• [REQUIRED WORK]: Please transcribe the entries below exactly and leave out every picture.

• [INFORMATION]:
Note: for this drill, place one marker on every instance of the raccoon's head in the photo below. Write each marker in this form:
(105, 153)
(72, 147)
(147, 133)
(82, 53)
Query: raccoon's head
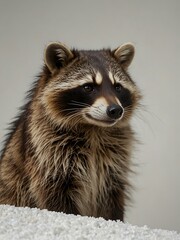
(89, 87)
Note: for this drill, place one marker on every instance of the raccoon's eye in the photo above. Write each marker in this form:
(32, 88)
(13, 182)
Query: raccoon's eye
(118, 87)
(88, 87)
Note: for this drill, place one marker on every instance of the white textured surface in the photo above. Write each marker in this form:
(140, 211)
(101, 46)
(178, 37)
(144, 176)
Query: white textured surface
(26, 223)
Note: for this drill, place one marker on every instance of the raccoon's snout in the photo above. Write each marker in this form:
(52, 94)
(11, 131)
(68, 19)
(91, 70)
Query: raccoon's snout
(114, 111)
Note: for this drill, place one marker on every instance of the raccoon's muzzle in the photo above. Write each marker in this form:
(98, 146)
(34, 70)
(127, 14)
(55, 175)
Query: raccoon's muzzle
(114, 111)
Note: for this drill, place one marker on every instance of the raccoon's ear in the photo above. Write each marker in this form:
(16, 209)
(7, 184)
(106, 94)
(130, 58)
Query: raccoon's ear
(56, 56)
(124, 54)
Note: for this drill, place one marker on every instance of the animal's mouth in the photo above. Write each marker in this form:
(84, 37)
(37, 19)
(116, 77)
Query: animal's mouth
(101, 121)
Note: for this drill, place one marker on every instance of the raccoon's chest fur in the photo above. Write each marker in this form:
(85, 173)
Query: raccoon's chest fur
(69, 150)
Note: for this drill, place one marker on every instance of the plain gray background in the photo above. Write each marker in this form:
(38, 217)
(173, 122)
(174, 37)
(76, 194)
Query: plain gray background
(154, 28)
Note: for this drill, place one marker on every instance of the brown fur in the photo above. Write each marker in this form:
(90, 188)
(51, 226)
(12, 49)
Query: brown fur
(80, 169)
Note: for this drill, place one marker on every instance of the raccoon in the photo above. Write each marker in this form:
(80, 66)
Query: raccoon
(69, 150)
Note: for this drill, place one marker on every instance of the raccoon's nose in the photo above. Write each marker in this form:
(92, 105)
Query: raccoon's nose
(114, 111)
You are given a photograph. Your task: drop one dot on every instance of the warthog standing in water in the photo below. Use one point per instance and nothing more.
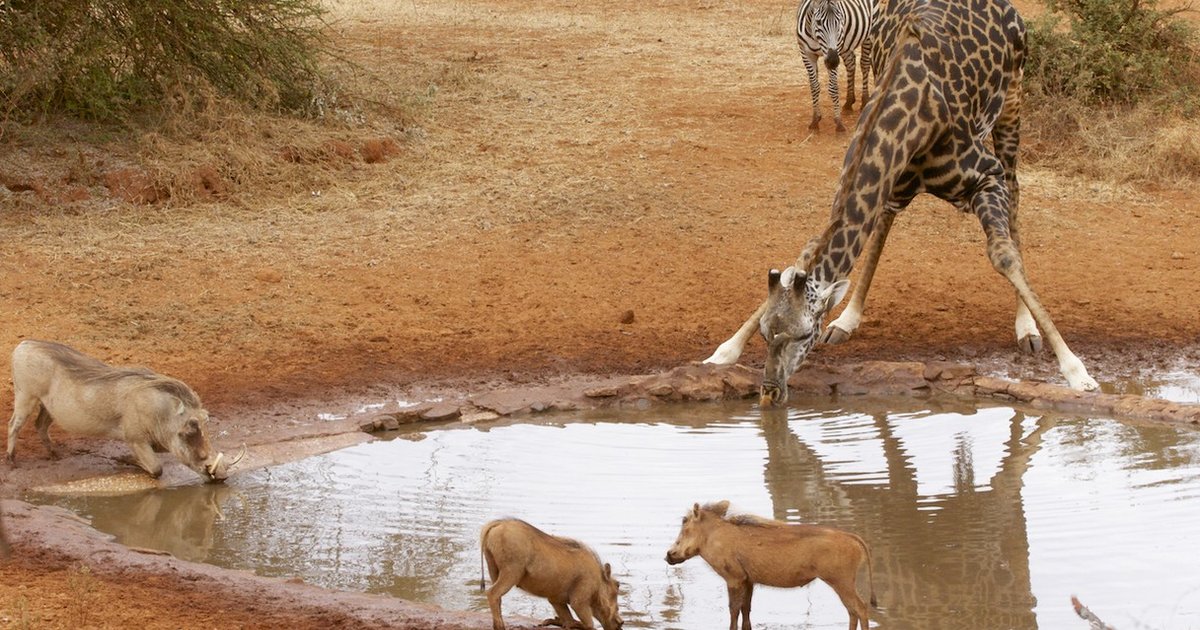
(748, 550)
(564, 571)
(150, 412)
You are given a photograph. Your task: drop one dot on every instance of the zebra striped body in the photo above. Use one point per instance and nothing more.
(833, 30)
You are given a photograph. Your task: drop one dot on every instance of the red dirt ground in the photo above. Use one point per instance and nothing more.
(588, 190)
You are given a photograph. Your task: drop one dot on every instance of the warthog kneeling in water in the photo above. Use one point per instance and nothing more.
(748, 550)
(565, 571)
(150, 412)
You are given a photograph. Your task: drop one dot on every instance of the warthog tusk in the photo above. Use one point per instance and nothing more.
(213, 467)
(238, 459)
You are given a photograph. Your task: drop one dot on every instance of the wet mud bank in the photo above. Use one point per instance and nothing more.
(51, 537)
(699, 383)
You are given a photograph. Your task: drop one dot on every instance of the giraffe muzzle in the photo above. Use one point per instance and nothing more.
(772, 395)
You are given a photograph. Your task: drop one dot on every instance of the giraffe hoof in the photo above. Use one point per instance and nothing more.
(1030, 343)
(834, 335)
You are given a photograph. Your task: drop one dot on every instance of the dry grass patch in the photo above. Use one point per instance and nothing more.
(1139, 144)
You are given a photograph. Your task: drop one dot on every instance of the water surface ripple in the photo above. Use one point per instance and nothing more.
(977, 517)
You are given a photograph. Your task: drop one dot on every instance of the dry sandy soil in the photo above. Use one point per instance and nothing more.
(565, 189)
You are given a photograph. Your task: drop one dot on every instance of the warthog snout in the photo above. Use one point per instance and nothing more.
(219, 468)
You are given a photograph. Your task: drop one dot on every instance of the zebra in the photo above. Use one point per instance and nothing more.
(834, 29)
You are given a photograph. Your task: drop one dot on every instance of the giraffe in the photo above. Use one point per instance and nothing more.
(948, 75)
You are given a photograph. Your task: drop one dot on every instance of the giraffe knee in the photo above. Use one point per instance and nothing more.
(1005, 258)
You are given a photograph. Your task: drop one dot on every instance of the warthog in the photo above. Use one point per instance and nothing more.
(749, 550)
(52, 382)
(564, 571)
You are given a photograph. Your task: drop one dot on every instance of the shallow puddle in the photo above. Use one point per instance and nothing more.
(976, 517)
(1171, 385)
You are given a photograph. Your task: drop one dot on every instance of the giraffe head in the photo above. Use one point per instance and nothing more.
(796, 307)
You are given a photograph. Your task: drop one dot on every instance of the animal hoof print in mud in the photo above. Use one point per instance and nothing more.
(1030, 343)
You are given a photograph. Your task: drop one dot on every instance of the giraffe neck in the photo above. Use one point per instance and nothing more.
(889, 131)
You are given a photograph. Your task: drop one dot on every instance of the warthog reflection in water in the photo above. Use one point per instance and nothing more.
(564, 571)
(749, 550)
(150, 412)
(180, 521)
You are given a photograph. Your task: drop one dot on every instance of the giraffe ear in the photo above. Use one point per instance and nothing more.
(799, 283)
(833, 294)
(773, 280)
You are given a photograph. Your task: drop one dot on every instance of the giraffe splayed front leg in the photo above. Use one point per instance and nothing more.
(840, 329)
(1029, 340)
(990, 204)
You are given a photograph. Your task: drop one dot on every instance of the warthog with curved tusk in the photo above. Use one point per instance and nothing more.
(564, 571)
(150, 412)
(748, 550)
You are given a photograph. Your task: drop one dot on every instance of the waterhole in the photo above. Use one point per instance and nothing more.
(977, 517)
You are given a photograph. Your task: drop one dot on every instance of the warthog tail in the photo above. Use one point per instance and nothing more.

• [EXPECTED ANSWER]:
Note: for this drill, place one marker on every instance of the raccoon's head in the photo below. Write each marker in this form:
(105, 153)
(72, 147)
(147, 133)
(82, 53)
Query: raccoon's head
(89, 87)
Note: for this drill, place one marker on every instance of the raccoon's eye in the photo above. Write each marker in this form:
(32, 88)
(13, 182)
Query: raccoon's eye
(118, 87)
(88, 87)
Note: for this drill, place one marker on every instance of the white textured surface in the photo above. Write each marker in this form:
(140, 211)
(101, 46)
(178, 37)
(144, 176)
Query: white textured surface
(26, 223)
Note: for this drill, place one marker on every instance of the raccoon's snout in the photo above. Write each marker in this form:
(52, 94)
(11, 131)
(68, 19)
(91, 70)
Query: raccoon's snout
(114, 111)
Note: for this drill, place one marker on every instance of the raccoon's muzzle in the photo above. Write each marker in this form:
(98, 146)
(34, 70)
(127, 14)
(55, 175)
Query: raccoon's muzzle
(114, 111)
Note: for this drill, place one marker on every instance of the raccoon's ear in the photo above. Write each marker in this form:
(16, 209)
(7, 184)
(106, 94)
(130, 58)
Query: raccoon's ear
(56, 56)
(124, 54)
Note: for this drill, place one marker on every instance of the animal's mouth in the photo above. Write each marker in this form:
(84, 37)
(37, 19)
(116, 77)
Query: animal's mouth
(101, 121)
Note: for this drill, place one marker on every instance of the raccoon's chest fur in the photo above. Write each marker in this form:
(85, 173)
Query: raccoon's chest fur
(69, 150)
Note: for this drill, place one marker on every instance of the plain gray background in the photo above. Write each marker in this form:
(38, 217)
(173, 122)
(174, 37)
(76, 194)
Query: plain gray background
(154, 28)
Note: for this drill, place one marker on every instance of the brown fur in the photo above. Write each marker in this form:
(90, 188)
(51, 226)
(12, 49)
Query: brown fur
(80, 169)
Note: for this drill, place one marker on every instance of the raccoon in the photo above. Write each marker in this form:
(80, 66)
Query: raccoon
(69, 150)
Note: for this drill, place one marker on every instance of the raccoon's nose in the photo above. Write each marker in this form:
(92, 105)
Query: raccoon's nose
(114, 111)
You are given a photograph. Your task: drop one dot on every instance of the warthog standing in water in the photo below. Use one point per instance and nothing more.
(748, 550)
(564, 571)
(150, 412)
You are given a photograph. Your task: drop one dot on every instance of the zebra striped body in the photo above. Use one point per instance and nothing more.
(833, 30)
You are given a photograph. Your task: drop one dot on every instance of the red dirt ground in the photo above. Use one point per instance and nothing more.
(588, 190)
You are given a photograph. Your task: drop one dot on every instance of the warthog kneeling in water in the photo above. Use one point per instance and nothing more.
(748, 550)
(565, 571)
(150, 412)
You are given a photograph. Your task: drop one dot on every instance of the warthog tusk in the photo above. Use one point per instance and nothing more.
(213, 467)
(238, 459)
You are given a photograph. Your task: drop one dot on every instance of the wet mud bank in the photo above. Use one point per instance and nothing more.
(51, 537)
(699, 383)
You are given a photograph. Your task: drop one dot on every instance of the giraffe muzzle in the photo above. Use one point per instance and nothing more.
(772, 395)
You are given a photograph. Your task: drop one dot on every instance of the giraffe hoof in the photo above. Use one point per instance and nothing more.
(1030, 343)
(834, 335)
You are given a photograph. Your task: drop one dot on every instance of the dry grass patch in the photo above. Use one point per instance and nothing more.
(1139, 144)
You are given a photograph. Your task: drop one dot on every instance of the water surface ripple in the photo above. Use one point per instance and nothing more.
(977, 517)
You are given a photograph. Your task: drop one dot on every instance of the dry sandy soil in the photo above. Use one point per instance and nothing more.
(565, 189)
You are given a photograph. Your task: drop one dot on every instance of the warthog snout in the photo above. Use one point per instance and nothing more.
(219, 468)
You are given a photograph. Your task: drop one dot on every instance of the zebra in the photo above. Use one point per instance and nothing more.
(834, 29)
You are given a photograph. Your task: drop one dot on every instance of the giraffe in the photo above. Use one point per instance and nothing more.
(948, 75)
You are given a photograph. Your task: drop one dot on every instance of the giraffe knee in the photo above. Use one point per instance and nothing more.
(1005, 258)
You are given a photograph. Your task: drop one dot on every instance of the warthog in the photo above. Use one point per instance and nothing more.
(749, 550)
(52, 382)
(564, 571)
You are given a photograph. Your task: drop one dot on every instance of the shallow puddle in the photo above. Use one point per instance and nothing more.
(976, 517)
(1171, 385)
You are given a photograph. Your task: drop one dot on every instance of the giraffe head in the photo above. Use one point per instance and nothing more.
(796, 307)
You are given a photograph. Your task: drop one dot on every instance of the animal hoof print in mud in the photo above. Use one point per instance and nothing more.
(1030, 343)
You are given a photograph. Your task: drop one dot on every instance of the giraffe neck in the photo above. Use one point per instance and nothing more.
(889, 131)
You are given a photograph. Your task: drop one dot on every instance of the warthog reflection in water in the photo above. Use one point per instance and nothing more.
(564, 571)
(749, 550)
(150, 412)
(180, 521)
You are given a photograph. Your task: drop one dot on every instance of the giraffe ear in the photo above. Use one point per instance and nothing more.
(799, 283)
(833, 294)
(773, 280)
You are given a photograph. Your task: drop one dot on every instance of the giraffe splayed front leg in the photo above. Use one point per instance and nothing more.
(840, 329)
(1029, 340)
(990, 204)
You are given a photograph. Your task: drop one dot on every instance of the warthog with curved tusk in the photo above. Use one point per instance and nothing more.
(564, 571)
(150, 412)
(748, 550)
You are given a photograph. Your task: drop one dot on every instance of the waterhole in the photo above. Use one point per instance and nothing more.
(977, 517)
You are given a photograph. Your task: drop one dot on every instance of the warthog tail in the photo above. Use one point per instance and nothing more.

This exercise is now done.